Exercise requirements:
Every line of the material is to be quoted verbatim, minus the pictures.

══ Exercise material

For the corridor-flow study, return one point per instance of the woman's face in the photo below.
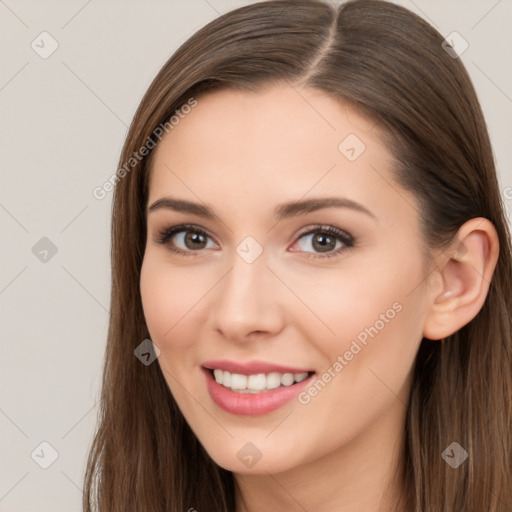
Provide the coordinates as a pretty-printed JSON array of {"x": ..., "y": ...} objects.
[{"x": 263, "y": 282}]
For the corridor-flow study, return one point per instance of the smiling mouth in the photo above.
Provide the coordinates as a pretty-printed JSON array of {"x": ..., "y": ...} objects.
[{"x": 256, "y": 383}]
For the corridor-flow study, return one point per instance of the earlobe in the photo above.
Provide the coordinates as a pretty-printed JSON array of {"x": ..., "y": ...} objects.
[{"x": 464, "y": 273}]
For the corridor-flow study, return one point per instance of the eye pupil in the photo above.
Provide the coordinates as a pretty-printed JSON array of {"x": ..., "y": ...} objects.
[
  {"x": 194, "y": 239},
  {"x": 324, "y": 243}
]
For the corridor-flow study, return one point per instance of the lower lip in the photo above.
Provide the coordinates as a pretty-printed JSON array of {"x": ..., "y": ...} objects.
[{"x": 252, "y": 404}]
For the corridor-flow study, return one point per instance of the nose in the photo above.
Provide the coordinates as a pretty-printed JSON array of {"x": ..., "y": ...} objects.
[{"x": 247, "y": 301}]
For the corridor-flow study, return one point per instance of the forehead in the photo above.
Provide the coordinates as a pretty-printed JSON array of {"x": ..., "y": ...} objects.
[{"x": 255, "y": 149}]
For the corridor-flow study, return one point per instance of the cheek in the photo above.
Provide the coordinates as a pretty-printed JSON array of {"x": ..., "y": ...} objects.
[{"x": 168, "y": 296}]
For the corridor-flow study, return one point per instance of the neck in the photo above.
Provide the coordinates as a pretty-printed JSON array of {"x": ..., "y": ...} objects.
[{"x": 362, "y": 474}]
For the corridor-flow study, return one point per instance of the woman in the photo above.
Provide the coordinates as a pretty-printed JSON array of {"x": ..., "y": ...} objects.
[{"x": 311, "y": 296}]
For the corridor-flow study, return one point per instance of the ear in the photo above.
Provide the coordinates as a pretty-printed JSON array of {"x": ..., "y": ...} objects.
[{"x": 461, "y": 281}]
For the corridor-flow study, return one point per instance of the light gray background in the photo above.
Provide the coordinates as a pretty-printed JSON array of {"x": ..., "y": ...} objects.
[{"x": 63, "y": 122}]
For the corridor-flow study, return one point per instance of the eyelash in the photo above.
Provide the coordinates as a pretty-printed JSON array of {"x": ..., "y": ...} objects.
[{"x": 165, "y": 234}]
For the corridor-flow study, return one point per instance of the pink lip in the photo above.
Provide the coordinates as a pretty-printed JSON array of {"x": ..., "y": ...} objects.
[
  {"x": 251, "y": 367},
  {"x": 252, "y": 404}
]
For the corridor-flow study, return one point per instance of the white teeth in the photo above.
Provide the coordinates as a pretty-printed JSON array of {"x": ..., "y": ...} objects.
[
  {"x": 238, "y": 381},
  {"x": 273, "y": 380},
  {"x": 287, "y": 379},
  {"x": 257, "y": 382}
]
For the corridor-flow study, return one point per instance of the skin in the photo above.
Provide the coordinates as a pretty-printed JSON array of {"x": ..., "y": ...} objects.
[{"x": 243, "y": 153}]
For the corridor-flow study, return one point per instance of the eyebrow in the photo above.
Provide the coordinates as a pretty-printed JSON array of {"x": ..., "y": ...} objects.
[{"x": 282, "y": 211}]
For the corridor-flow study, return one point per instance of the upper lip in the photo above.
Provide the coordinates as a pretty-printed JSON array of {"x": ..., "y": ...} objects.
[{"x": 251, "y": 367}]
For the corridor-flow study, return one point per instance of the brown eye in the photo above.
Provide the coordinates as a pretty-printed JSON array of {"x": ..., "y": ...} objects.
[
  {"x": 185, "y": 239},
  {"x": 325, "y": 241}
]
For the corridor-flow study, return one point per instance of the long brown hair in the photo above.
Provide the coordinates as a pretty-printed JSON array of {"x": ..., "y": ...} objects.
[{"x": 388, "y": 64}]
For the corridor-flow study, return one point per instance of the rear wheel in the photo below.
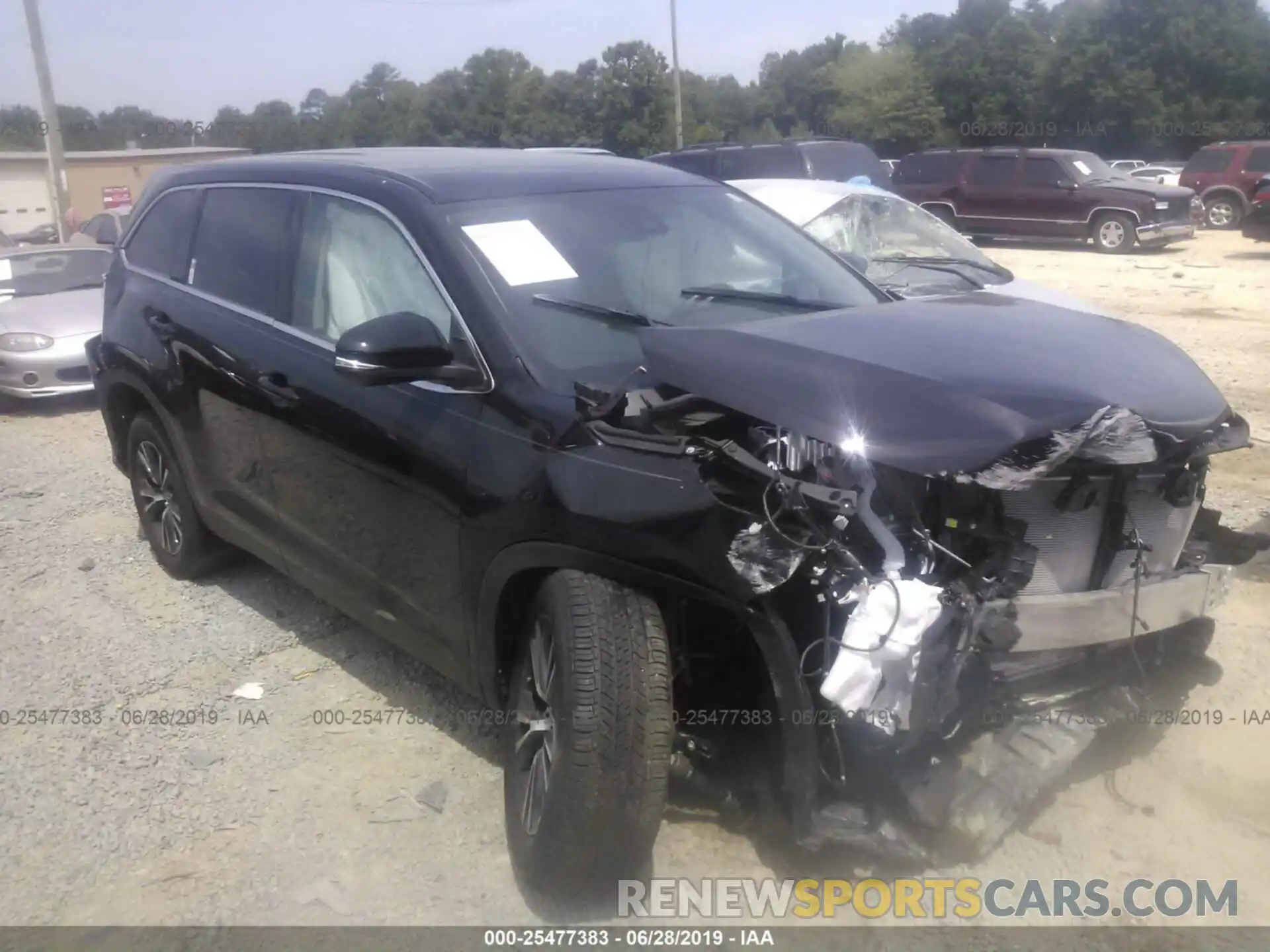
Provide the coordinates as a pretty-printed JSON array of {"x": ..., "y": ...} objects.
[
  {"x": 179, "y": 539},
  {"x": 587, "y": 744},
  {"x": 1222, "y": 212},
  {"x": 1114, "y": 234}
]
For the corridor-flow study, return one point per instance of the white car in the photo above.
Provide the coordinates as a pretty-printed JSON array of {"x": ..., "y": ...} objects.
[
  {"x": 1160, "y": 175},
  {"x": 897, "y": 245}
]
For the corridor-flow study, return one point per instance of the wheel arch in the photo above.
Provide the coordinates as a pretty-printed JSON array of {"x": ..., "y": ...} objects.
[
  {"x": 122, "y": 399},
  {"x": 1111, "y": 210},
  {"x": 513, "y": 575},
  {"x": 1214, "y": 190},
  {"x": 516, "y": 571}
]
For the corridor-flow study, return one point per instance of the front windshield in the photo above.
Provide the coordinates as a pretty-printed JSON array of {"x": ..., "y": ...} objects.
[
  {"x": 52, "y": 272},
  {"x": 581, "y": 270},
  {"x": 886, "y": 229},
  {"x": 1090, "y": 167}
]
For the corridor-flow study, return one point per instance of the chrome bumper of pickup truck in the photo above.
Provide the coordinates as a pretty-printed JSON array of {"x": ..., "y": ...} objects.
[
  {"x": 1057, "y": 622},
  {"x": 1165, "y": 231}
]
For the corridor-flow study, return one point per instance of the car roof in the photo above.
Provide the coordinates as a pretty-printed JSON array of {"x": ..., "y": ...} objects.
[
  {"x": 803, "y": 200},
  {"x": 997, "y": 150},
  {"x": 451, "y": 175},
  {"x": 18, "y": 251}
]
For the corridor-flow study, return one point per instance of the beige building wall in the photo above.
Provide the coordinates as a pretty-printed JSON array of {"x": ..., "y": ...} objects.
[{"x": 89, "y": 177}]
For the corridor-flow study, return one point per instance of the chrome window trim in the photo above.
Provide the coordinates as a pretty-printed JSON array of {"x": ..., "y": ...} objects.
[{"x": 487, "y": 387}]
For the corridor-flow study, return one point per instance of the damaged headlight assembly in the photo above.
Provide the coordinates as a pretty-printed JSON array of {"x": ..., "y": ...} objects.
[{"x": 937, "y": 607}]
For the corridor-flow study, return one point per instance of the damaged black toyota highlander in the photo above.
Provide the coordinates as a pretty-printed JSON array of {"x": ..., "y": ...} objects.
[{"x": 656, "y": 475}]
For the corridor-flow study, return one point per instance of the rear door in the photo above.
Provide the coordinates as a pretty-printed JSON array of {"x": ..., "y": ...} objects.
[
  {"x": 988, "y": 197},
  {"x": 1046, "y": 196},
  {"x": 367, "y": 480},
  {"x": 1208, "y": 168},
  {"x": 205, "y": 298}
]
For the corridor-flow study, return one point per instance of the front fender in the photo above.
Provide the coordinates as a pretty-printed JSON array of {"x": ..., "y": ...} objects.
[{"x": 794, "y": 706}]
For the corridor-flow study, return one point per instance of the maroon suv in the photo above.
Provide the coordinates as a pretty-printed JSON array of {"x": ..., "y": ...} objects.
[
  {"x": 1224, "y": 175},
  {"x": 1046, "y": 193}
]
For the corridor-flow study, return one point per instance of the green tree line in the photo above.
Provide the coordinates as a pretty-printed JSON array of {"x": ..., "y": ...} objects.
[{"x": 1150, "y": 78}]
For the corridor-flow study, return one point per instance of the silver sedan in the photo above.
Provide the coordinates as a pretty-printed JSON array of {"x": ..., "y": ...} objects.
[{"x": 50, "y": 305}]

════

Result of the task:
For the corridor-flow study, return one point per instance of the woman's face in the photo below.
Provide the coordinates as a pretty-printed JSON array of {"x": ..., "y": ...} objects.
[{"x": 263, "y": 282}]
For the corridor-flow study, return one point per instance of the smiling mouth in the photo above.
Provide the coordinates as a pretty-printed JSON array of {"x": ..., "y": ...} objects.
[{"x": 256, "y": 383}]
For the corridor-flow study, return one point per instance of the earlobe in the photo above.
Provide the coordinates as a pretty-printed JSON array of {"x": ..., "y": ...} objects.
[{"x": 464, "y": 273}]
For the corridor-flow study, return one point per instance of the eye pupil in the photo above.
Provide the coordinates as a pretty-printed JSON array of {"x": ..., "y": ...} objects.
[
  {"x": 194, "y": 239},
  {"x": 324, "y": 243}
]
For the corridor-flow study, return one point per instance of the lower lip in the photo above.
Provide the coordinates as a pretty-printed JSON array of {"x": ..., "y": ...} objects.
[{"x": 252, "y": 404}]
For the corridor-flow study, return one point per instance of the nose in the photo above.
Provide the coordinates as a pretty-printed JSON array of {"x": ..., "y": ...} objects.
[{"x": 247, "y": 301}]
For the corridor-flow study, return one point per instance of the forehead in the photo above.
Provide the coordinates as a pretty-printed JSON array of {"x": ..., "y": ...} objects.
[{"x": 255, "y": 149}]
For the corridor-flow study, return one point per instance of the cheek in the photo above.
Provide the coordinates as a pretty-printed JSON array of {"x": ..., "y": ...} objects.
[{"x": 168, "y": 296}]
For the corridor-flow study, return one point per instance of the neck in the photo above.
Provide the coordinates as a pretty-printed JSON array of {"x": ..., "y": ...} objects.
[{"x": 362, "y": 474}]
For the corridor-flow study, return one point per instance of the woman in the photo above.
Provide the coordinates as a pretty-printed JSON array of {"x": ..., "y": ...} objects.
[{"x": 311, "y": 296}]
For the corridor-flow study, return one point per instance of the ear in the photo above.
Provide the coordinates as a pretty-printed JSON array of {"x": ..., "y": ...} objects.
[{"x": 461, "y": 281}]
For the corridor-flow study, return one point per instance of the light gray background in the photo above.
Provide the coordinates as a pretty-printed JSON array of {"x": ..., "y": ...} objects.
[{"x": 63, "y": 122}]
For the corridor-flow study, return one point per instance of the eyelash in the photo above.
Provide the coordinates as a pretty-printed JSON array of {"x": ..., "y": ...} objects.
[{"x": 165, "y": 234}]
For the corridor-flow study, return one point per instance of the pink lip in the photo above.
Provide the coordinates as a pretty-printed JSON array of {"x": ..., "y": ...} objects.
[
  {"x": 251, "y": 367},
  {"x": 252, "y": 404}
]
For the corridor-flow study, return one point per instance of the white teeth in the photo above.
Provide the coordinates as a pretty-printed JSON array of {"x": ..., "y": ...} objects.
[
  {"x": 238, "y": 381},
  {"x": 273, "y": 380},
  {"x": 287, "y": 379},
  {"x": 257, "y": 382}
]
For the corridor-flow study, return one point per instance of the skin in the photo above.
Provide the coordinates as a pretty-printed JSON array of {"x": ..., "y": ...} objects.
[{"x": 243, "y": 153}]
For the corridor-flow study, return one point per instance of the eyebrow in the photo above.
Provide the coordinates as a pretty-printed JSON array of {"x": ..., "y": ...} objects.
[{"x": 282, "y": 211}]
For the corridor-flow study, return one point per instance of the upper lip in the photo above.
Provide the coordinates as a pretty-printed JSON array of {"x": ..., "y": ...} objects.
[{"x": 251, "y": 367}]
For the corridor-flow study, return one point per instance of the brown eye in the photo above.
Provide the coordinates as a pretty-printed JSON array of {"x": ..., "y": ...} objects.
[
  {"x": 185, "y": 239},
  {"x": 325, "y": 241}
]
For the corridor-flow study, return one point per instance of the long brown hair in the photo above.
Provide the coordinates as a pretty-printed JSON array of {"x": ..., "y": ...} objects.
[{"x": 388, "y": 64}]
For the corridor-flow study, return one point per instance of the rear wheel in the photo below.
Provide the coordinates as a pretty-printed JSON array of {"x": ..., "y": ...} objects.
[
  {"x": 179, "y": 539},
  {"x": 587, "y": 744},
  {"x": 1222, "y": 212},
  {"x": 1114, "y": 234}
]
For the corridor-flow study, return one point per instance of the white car in the photo above.
Provide the coordinates as a pretty-printed JSON array of {"x": ..., "y": ...} objects.
[
  {"x": 1160, "y": 175},
  {"x": 897, "y": 245}
]
For the corridor-flow study, return one point per instance of the wheel arch in the photo above.
Provide the coordinates as a pretty-printed JSON array of {"x": ..., "y": ...} objects.
[
  {"x": 122, "y": 399},
  {"x": 1111, "y": 210},
  {"x": 513, "y": 575},
  {"x": 1214, "y": 190},
  {"x": 516, "y": 571}
]
For the corridor-flow study, return one point per instance of the front windshield in the photo above.
Provide the coordinates as a pretty-printed JSON array of {"x": ..., "y": ...} objects.
[
  {"x": 52, "y": 272},
  {"x": 581, "y": 270},
  {"x": 886, "y": 229},
  {"x": 1090, "y": 167}
]
For the corridor-flow study, return one point per instance of the chrome bumper of pickup truck in the photo above.
Provide the coordinates as a pretty-printed JSON array of {"x": ..., "y": ...} objects.
[
  {"x": 1057, "y": 622},
  {"x": 1165, "y": 231}
]
For the corridor-flow study, return one point per instance of the car roof in the photo above.
Provide the coordinates as a pretty-printed JSON array of {"x": ..., "y": ...} objects.
[
  {"x": 803, "y": 200},
  {"x": 997, "y": 150},
  {"x": 451, "y": 175},
  {"x": 18, "y": 251}
]
For the corridor-flow study, return one point per instance of the beige building wall in the photo above.
Provide the coordinates as a pretty-printed JSON array of {"x": ..., "y": ...} objects.
[{"x": 89, "y": 177}]
For the corridor-flow study, return one point per instance of the chrome window trim in the photo above.
Provide the coordinates as a pretty-printed JSON array of {"x": ..., "y": ...} objects.
[{"x": 487, "y": 387}]
For the corridor-flow study, return one point per instance of the damaged headlight assembly in the photo above.
Provide the coordinates as a pretty-printed JSON array of {"x": ..., "y": ...} objects.
[{"x": 937, "y": 607}]
For the corridor-flow study, return one point per instance of the damaged black toyota highlander in the photo above.
Provide the coordinates as a pretty-printed JSON array of {"x": ..., "y": ...} objects.
[{"x": 656, "y": 475}]
For the corridor-flow study, return one point per instance of the rear door in the photo above.
Provide the coordinates as a pretty-printed JSON array of {"x": ..., "y": ...} objects.
[
  {"x": 988, "y": 197},
  {"x": 1046, "y": 196},
  {"x": 367, "y": 480},
  {"x": 1208, "y": 168},
  {"x": 205, "y": 298}
]
For the corridor-flow study, return one point per instance of the front fender in the photo above.
Provide the coordinates as a pretty-printed JSON array of {"x": ..., "y": ...} objects.
[{"x": 794, "y": 706}]
For the corridor-flow study, return one point per instance of the maroon suv in the photo above.
Provide the coordinates as a pretty-printed JSON array of {"x": ..., "y": ...} objects.
[
  {"x": 1224, "y": 175},
  {"x": 1046, "y": 193}
]
For the corridor-flow study, return one point per instance of the green tree line in the photo above.
Provide the coordinates as a pretty-printed JSON array of {"x": ..., "y": ...} objects.
[{"x": 1150, "y": 78}]
For the corridor-flow study, return one point per instance of the silver sedan in the photo above.
Provide the coordinates as a pretty-printed JSON array of {"x": ..., "y": ...} objects.
[{"x": 50, "y": 305}]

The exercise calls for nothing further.